**JOB:**
Rewrite the entries below as a numbered list, starting at the line containing "job: **brown spice powder**" and running through the last line of the entries, both ends included. Leave out blank lines.

** begin GIVEN ENTRIES **

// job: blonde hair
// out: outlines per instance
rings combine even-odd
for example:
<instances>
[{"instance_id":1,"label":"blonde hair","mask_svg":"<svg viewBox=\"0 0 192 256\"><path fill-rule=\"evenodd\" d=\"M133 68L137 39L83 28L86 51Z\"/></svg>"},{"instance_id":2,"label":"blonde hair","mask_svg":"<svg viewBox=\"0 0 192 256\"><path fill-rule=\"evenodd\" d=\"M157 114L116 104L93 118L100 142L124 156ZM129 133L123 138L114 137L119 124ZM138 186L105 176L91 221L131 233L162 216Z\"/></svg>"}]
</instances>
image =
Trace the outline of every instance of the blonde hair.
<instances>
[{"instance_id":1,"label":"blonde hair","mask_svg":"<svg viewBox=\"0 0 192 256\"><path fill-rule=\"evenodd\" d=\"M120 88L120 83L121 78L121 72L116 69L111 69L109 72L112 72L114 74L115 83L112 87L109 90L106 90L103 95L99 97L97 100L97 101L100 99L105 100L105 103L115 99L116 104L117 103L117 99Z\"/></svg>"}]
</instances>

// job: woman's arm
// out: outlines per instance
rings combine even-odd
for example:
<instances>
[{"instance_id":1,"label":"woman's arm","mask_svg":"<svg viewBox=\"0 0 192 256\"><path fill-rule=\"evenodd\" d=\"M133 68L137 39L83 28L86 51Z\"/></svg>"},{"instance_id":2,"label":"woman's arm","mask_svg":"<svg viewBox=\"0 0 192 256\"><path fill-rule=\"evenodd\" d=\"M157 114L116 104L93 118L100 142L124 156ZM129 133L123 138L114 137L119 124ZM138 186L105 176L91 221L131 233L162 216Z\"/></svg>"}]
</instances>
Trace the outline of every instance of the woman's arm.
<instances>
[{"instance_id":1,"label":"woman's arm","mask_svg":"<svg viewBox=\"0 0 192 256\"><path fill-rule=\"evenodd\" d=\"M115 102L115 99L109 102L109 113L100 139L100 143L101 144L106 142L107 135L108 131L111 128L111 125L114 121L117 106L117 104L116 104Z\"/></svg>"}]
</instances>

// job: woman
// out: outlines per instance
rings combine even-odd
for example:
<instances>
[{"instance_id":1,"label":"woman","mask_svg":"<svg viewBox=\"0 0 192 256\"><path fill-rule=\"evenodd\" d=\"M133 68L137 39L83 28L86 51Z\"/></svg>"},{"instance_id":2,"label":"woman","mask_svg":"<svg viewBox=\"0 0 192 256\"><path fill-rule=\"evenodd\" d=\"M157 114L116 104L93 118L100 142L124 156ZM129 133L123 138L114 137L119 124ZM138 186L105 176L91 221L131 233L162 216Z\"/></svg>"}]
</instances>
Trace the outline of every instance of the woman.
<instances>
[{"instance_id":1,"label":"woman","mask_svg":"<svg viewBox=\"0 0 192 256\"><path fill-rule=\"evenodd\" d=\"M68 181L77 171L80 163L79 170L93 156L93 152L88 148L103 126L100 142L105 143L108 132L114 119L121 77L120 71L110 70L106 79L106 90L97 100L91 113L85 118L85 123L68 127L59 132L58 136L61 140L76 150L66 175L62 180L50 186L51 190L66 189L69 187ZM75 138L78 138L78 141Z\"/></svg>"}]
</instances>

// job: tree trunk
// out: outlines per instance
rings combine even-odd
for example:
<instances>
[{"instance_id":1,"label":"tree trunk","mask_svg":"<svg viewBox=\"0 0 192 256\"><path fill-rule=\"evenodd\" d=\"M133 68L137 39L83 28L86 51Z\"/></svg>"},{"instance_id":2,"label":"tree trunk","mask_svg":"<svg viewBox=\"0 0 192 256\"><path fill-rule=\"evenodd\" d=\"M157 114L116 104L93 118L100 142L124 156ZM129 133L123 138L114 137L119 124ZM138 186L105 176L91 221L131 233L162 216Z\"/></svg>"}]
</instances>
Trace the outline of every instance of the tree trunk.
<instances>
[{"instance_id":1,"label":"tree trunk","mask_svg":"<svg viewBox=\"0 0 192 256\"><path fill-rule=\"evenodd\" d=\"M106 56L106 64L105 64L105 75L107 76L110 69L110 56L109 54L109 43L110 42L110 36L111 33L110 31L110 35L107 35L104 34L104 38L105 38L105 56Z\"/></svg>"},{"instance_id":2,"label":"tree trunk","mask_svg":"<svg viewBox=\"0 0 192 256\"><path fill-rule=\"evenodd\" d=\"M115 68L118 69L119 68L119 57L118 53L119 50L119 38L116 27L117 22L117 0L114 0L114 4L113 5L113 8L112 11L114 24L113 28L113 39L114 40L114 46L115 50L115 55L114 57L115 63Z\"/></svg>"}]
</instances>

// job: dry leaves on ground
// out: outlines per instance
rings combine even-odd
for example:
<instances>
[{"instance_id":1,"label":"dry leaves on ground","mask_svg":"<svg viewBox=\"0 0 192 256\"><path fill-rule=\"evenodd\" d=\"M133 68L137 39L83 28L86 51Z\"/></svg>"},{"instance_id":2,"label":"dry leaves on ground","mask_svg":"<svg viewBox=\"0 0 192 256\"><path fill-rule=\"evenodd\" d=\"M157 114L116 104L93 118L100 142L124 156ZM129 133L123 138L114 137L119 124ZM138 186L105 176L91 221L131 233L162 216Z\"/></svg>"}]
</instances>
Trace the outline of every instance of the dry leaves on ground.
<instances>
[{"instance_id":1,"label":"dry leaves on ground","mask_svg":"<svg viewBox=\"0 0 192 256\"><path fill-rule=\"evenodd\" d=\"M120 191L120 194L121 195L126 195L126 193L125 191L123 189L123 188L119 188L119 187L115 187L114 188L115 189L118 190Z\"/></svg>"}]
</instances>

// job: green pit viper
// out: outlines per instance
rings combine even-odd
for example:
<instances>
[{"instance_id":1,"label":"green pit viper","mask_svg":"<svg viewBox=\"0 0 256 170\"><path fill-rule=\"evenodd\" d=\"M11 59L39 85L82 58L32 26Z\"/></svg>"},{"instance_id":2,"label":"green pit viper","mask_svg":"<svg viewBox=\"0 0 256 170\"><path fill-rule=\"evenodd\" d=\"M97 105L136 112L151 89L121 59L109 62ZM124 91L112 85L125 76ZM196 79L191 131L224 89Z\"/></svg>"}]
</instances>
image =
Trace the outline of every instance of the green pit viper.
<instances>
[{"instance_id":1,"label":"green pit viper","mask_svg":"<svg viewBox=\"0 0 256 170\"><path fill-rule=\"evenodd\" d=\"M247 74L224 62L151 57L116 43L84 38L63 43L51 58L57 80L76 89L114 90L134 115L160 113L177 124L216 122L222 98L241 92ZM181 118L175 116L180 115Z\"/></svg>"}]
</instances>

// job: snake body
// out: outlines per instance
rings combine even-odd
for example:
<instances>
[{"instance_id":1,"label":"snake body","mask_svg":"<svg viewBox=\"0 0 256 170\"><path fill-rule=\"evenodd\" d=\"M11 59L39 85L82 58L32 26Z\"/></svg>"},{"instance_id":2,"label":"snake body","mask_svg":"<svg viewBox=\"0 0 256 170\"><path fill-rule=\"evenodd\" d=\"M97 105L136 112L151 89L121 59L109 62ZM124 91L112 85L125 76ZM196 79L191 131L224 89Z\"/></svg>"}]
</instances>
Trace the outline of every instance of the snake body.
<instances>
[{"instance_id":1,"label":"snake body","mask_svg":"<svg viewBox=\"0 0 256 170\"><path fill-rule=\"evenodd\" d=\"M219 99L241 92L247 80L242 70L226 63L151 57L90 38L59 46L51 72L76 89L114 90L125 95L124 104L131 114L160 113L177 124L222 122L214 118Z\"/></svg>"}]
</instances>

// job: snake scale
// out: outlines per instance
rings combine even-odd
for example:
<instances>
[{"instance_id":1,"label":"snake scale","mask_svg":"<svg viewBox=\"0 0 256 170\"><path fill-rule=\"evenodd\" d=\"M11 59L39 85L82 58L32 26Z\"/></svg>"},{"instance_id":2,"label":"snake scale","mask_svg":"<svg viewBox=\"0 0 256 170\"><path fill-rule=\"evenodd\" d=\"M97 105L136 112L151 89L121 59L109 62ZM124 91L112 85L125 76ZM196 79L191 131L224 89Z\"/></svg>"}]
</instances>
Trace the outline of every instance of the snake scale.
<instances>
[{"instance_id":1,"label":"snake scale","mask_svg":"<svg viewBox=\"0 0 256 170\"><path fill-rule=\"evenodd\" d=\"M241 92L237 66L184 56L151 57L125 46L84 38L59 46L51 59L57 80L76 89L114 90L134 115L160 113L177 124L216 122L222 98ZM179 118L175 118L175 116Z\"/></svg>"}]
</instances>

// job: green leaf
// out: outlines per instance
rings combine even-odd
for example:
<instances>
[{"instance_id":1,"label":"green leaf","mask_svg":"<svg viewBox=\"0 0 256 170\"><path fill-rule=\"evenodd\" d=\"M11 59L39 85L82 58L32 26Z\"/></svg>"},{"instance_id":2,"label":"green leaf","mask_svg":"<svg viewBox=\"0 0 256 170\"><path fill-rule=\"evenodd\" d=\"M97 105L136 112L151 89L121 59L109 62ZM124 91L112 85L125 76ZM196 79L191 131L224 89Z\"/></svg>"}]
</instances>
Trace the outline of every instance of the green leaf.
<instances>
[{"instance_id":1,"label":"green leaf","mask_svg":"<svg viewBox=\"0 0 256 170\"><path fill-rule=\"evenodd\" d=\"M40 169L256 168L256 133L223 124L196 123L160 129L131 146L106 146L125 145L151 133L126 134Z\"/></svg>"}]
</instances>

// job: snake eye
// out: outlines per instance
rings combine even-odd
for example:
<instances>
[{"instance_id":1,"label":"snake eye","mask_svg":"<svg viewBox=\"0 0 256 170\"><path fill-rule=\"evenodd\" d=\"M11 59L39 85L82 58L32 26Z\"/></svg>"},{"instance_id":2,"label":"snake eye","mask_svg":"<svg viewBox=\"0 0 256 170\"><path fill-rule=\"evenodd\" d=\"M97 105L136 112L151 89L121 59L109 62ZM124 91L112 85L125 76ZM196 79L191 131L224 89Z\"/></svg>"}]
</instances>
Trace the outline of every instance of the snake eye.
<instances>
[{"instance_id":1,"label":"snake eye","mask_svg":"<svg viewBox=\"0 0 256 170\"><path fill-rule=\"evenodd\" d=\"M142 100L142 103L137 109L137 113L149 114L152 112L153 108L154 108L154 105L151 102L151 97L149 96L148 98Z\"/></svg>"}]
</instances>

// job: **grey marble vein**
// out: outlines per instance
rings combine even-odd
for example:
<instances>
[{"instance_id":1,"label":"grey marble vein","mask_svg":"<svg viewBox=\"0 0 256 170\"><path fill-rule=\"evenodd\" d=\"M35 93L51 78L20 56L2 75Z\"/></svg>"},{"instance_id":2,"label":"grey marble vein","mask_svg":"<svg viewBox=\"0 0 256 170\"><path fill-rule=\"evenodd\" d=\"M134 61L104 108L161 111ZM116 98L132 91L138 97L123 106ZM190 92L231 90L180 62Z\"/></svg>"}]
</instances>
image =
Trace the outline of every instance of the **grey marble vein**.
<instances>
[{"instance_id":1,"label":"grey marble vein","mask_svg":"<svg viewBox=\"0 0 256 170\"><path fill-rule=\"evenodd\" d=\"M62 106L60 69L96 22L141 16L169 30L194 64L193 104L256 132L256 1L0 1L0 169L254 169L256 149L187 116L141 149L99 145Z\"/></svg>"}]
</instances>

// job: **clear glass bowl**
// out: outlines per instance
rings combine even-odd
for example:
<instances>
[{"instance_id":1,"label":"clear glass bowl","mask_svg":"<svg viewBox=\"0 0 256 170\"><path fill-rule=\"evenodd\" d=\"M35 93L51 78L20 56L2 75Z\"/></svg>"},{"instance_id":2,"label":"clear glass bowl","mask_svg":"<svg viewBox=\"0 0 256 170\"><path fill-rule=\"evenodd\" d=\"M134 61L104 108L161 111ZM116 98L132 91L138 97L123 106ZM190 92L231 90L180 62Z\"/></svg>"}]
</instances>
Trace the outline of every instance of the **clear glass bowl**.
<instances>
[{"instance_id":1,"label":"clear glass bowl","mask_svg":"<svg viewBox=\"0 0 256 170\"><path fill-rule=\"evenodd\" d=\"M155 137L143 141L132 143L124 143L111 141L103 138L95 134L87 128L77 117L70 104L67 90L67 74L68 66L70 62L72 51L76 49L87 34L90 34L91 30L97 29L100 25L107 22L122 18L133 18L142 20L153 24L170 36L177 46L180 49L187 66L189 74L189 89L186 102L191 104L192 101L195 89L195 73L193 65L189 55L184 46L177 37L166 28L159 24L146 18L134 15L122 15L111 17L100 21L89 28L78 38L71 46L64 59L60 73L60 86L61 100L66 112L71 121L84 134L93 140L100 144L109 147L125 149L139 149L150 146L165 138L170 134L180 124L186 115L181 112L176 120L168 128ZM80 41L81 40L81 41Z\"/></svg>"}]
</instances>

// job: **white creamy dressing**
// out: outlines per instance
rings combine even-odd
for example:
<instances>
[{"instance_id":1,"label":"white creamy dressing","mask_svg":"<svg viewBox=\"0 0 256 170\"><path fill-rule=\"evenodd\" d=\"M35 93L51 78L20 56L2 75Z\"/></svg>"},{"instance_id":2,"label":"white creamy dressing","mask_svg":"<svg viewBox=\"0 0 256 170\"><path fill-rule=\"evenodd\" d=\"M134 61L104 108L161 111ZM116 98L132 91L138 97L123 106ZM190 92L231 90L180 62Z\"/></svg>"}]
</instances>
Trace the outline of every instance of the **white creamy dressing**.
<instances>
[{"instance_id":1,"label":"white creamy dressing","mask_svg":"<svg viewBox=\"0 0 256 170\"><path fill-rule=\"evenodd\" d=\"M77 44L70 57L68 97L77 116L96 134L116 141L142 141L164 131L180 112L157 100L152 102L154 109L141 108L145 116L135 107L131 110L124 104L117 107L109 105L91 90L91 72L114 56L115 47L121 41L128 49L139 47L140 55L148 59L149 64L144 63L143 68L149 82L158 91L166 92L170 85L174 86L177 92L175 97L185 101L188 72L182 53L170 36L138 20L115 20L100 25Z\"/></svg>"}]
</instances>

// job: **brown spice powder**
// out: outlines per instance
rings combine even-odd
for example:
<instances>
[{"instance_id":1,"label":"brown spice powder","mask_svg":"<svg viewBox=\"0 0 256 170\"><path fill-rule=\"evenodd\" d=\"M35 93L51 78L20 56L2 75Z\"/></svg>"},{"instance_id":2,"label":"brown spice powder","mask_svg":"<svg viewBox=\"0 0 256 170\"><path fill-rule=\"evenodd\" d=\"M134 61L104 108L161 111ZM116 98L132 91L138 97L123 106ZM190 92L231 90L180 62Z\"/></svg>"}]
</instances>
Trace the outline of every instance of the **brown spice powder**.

** end GIVEN ENTRIES **

**THE ANSWER:**
1. // job: **brown spice powder**
2. // out: outlines per instance
3. rings combine even-odd
4. for example:
5. <instances>
6. [{"instance_id":1,"label":"brown spice powder","mask_svg":"<svg viewBox=\"0 0 256 170\"><path fill-rule=\"evenodd\" d=\"M35 93L51 78L20 56L2 75Z\"/></svg>"},{"instance_id":2,"label":"brown spice powder","mask_svg":"<svg viewBox=\"0 0 256 170\"><path fill-rule=\"evenodd\" d=\"M134 61L104 108L161 111ZM116 98L132 91L138 97L123 106ZM190 92L231 90L180 62Z\"/></svg>"}]
7. </instances>
8. Trace the outline of every instance of the **brown spice powder**.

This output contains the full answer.